Input data Block Start

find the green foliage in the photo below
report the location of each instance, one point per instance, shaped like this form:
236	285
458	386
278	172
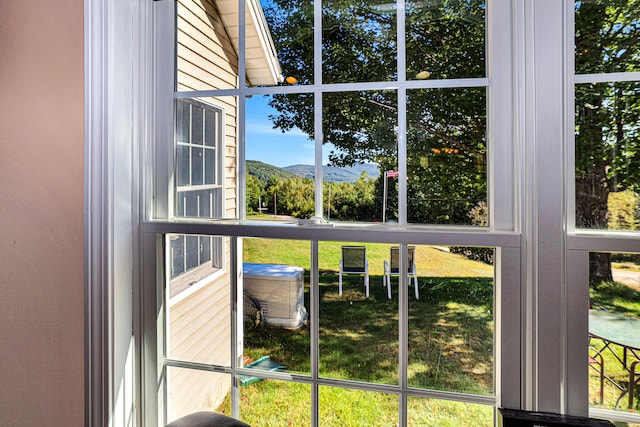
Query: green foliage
263	171
254	192
479	216
450	342
624	210
446	128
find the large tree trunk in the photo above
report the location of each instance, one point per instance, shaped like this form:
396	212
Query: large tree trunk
592	193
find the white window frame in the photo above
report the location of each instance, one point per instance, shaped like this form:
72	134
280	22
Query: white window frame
541	262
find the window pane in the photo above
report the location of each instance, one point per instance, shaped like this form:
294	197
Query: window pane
276	304
205	202
607	36
192	252
196	125
211	122
607	156
191	390
361	148
183	121
209	166
447	156
432	412
274	403
614	322
205	249
183	164
358	41
177	255
198	306
291	28
451	323
358	323
340	407
197	160
202	41
280	156
445	40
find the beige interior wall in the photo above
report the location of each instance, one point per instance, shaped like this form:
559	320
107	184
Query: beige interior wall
41	213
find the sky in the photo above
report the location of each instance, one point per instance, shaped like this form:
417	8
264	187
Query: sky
269	145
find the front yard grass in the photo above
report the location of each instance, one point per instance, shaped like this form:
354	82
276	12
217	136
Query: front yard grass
450	343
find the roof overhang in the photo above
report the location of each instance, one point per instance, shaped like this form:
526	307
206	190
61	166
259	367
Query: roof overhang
262	65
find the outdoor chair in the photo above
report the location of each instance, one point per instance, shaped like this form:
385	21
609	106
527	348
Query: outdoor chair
596	361
354	261
392	267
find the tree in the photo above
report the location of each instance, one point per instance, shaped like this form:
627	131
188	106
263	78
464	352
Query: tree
445	127
607	115
446	143
254	193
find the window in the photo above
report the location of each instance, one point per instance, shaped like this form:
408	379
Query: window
412	129
198	191
489	80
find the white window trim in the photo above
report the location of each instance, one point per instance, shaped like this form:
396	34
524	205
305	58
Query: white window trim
542	384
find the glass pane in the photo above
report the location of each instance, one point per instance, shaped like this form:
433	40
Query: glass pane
190	390
176	254
290	25
280	156
197	160
361	153
607	156
445	39
274	403
341	407
198	313
358	323
607	36
211	123
447	156
183	121
205	50
205	204
614	322
196	125
445	413
358	41
276	304
451	322
192	252
205	248
182	163
210	166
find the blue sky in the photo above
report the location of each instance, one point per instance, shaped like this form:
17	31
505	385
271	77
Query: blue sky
269	145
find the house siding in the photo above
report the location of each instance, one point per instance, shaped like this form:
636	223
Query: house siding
199	324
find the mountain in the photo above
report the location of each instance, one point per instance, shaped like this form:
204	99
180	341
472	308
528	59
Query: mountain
264	171
335	174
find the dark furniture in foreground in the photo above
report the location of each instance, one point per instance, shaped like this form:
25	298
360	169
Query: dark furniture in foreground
207	419
517	418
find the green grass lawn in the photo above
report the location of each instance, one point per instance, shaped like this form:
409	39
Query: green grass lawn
450	340
618	298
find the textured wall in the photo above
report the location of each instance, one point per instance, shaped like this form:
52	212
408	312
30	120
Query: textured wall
41	213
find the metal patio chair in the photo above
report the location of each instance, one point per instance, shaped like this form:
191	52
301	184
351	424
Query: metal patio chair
392	268
354	261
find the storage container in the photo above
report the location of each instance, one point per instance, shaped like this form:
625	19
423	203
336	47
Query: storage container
279	289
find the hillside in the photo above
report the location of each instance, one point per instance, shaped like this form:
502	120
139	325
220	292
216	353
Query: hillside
264	171
334	174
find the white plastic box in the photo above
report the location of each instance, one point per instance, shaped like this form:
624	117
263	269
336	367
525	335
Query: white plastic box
279	289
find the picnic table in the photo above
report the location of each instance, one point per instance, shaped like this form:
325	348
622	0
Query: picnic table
624	331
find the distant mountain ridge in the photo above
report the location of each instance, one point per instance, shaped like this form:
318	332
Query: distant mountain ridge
335	174
264	171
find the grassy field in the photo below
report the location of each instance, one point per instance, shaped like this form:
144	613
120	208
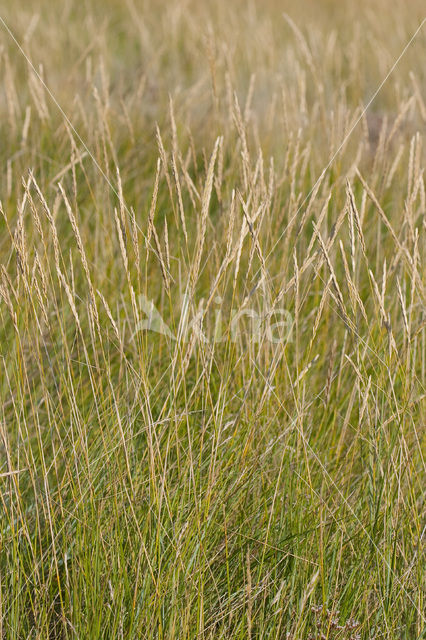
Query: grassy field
212	320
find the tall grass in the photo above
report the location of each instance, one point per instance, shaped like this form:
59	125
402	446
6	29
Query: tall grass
207	475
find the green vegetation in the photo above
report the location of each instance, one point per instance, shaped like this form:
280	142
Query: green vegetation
225	477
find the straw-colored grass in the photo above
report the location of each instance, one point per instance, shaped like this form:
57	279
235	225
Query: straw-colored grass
177	179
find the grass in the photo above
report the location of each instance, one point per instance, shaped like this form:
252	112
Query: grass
228	477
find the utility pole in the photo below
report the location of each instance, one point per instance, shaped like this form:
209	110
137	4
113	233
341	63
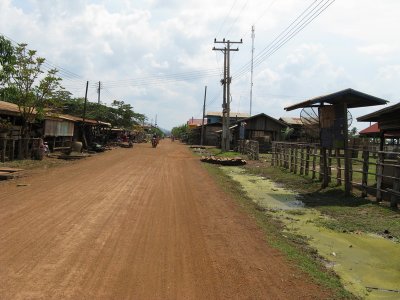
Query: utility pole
225	143
202	120
252	59
84	105
84	117
98	96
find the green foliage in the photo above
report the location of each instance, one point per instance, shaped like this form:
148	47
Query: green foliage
7	59
29	86
5	124
124	116
287	133
120	115
180	132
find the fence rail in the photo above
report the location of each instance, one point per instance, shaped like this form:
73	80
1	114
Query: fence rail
375	173
11	149
249	148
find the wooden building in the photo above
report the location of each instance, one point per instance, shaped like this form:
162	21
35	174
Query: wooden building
261	127
216	117
388	123
211	137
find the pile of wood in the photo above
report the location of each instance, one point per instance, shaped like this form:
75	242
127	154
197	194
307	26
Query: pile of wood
9	173
236	161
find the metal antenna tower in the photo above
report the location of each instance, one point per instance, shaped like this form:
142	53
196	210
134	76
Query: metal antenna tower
252	59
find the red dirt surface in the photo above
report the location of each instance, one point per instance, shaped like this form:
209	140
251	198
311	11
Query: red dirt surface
137	223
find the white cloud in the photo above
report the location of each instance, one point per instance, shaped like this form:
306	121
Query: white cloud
115	40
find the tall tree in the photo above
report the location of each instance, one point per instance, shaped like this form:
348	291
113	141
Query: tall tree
7	59
34	90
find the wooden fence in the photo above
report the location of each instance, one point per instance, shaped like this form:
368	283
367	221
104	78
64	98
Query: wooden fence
375	173
249	148
11	149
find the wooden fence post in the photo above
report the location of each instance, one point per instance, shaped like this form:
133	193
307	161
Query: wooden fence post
307	160
3	150
301	160
328	167
364	182
324	168
394	199
314	161
321	164
338	167
351	171
273	156
379	174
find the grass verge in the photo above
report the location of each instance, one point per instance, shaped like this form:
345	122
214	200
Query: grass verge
294	247
347	213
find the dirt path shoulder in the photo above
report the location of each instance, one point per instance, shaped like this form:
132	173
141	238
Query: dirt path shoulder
137	223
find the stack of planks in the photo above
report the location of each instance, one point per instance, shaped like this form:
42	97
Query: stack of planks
9	173
236	161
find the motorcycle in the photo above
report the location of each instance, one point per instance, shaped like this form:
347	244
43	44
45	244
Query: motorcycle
154	142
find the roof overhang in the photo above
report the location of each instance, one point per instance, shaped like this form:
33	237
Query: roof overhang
381	114
351	97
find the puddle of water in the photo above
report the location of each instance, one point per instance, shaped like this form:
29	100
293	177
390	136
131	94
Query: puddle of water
361	260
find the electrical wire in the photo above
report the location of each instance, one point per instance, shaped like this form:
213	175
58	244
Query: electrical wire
306	17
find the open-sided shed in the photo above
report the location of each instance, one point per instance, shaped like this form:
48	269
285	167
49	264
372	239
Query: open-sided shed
388	122
333	123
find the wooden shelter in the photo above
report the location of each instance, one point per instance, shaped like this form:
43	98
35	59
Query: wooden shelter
388	122
333	121
212	136
261	128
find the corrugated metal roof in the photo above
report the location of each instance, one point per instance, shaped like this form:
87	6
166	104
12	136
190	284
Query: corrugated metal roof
265	116
232	114
371	129
352	97
291	120
375	116
8	107
196	122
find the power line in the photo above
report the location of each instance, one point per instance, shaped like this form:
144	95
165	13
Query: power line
305	18
240	12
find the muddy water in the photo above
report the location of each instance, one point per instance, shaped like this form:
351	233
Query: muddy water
368	265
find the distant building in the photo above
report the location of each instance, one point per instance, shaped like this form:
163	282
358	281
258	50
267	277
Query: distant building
216	117
296	124
261	127
193	123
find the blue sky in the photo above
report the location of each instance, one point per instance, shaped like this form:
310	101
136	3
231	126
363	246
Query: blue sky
156	55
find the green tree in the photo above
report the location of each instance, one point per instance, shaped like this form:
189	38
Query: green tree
119	114
180	132
124	115
7	59
353	132
33	90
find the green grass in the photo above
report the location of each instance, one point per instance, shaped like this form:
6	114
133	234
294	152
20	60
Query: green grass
293	246
28	164
220	153
351	213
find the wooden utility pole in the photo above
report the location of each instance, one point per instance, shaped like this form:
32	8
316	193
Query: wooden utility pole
98	96
225	142
202	120
84	117
252	61
84	105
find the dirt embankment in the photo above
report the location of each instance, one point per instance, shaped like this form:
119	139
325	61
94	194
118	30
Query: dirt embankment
137	223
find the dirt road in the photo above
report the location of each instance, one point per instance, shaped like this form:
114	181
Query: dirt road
137	223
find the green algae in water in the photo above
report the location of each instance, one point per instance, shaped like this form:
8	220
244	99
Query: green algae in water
361	260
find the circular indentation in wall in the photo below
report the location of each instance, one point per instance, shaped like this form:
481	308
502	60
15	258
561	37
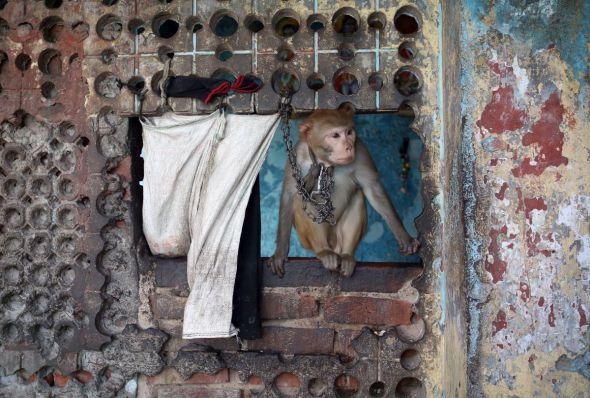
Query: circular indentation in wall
194	23
51	28
346	21
345	81
317	387
136	26
346	386
13	187
377	389
67	131
136	84
316	22
67	216
285	82
223	52
14	157
346	51
40	276
108	85
50	62
254	23
40	304
286	22
224	23
13	276
40	186
22	62
13	216
10	333
316	81
53	3
410	359
109	27
407	20
48	90
13	242
376	81
414	331
377	20
225	74
287	384
66	188
285	52
67	276
407	51
407	80
39	246
165	25
66	244
410	387
165	53
108	56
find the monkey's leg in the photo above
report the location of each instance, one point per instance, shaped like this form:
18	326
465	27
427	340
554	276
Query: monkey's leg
316	237
350	229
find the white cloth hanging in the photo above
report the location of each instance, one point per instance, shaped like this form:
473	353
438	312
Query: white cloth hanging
198	174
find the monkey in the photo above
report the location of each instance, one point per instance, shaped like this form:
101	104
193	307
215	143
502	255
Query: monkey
328	136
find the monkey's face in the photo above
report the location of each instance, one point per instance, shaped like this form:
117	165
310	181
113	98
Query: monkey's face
338	145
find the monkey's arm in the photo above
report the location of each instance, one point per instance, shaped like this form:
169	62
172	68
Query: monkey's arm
276	262
367	177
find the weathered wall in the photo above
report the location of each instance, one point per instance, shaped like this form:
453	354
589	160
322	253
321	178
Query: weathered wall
526	161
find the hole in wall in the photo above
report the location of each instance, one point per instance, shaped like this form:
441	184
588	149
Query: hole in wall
286	22
407	20
165	25
224	23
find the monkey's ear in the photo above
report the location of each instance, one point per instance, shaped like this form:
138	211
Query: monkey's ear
348	108
304	131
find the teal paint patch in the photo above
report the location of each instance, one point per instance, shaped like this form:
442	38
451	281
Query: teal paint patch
383	134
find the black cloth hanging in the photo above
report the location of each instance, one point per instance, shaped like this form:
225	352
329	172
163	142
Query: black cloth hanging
247	288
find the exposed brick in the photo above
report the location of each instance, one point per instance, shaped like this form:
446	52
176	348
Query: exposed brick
171	272
171	376
367	311
288	306
300	272
166	306
192	391
294	341
384	278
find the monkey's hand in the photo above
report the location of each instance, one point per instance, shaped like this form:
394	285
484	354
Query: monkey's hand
347	265
408	245
329	259
276	264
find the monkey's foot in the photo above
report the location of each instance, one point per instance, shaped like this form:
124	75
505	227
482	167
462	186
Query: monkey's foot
347	265
329	259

Input data Block End

* **What the task asks**:
The lines to copy exactly start with the line above that has "Query: distant mountain ridge" and go on through the line that has "find the tall grass in the photo above"; please include both, add nothing else, and omit the pictures.

* **Task response**:
Query: distant mountain ridge
335	174
264	171
find the grassy field in the photo below
report the location of each instance, one point per instance, shaped like this form:
144	613
120	208
Query: grassy field
212	320
find the tall grass in the photo above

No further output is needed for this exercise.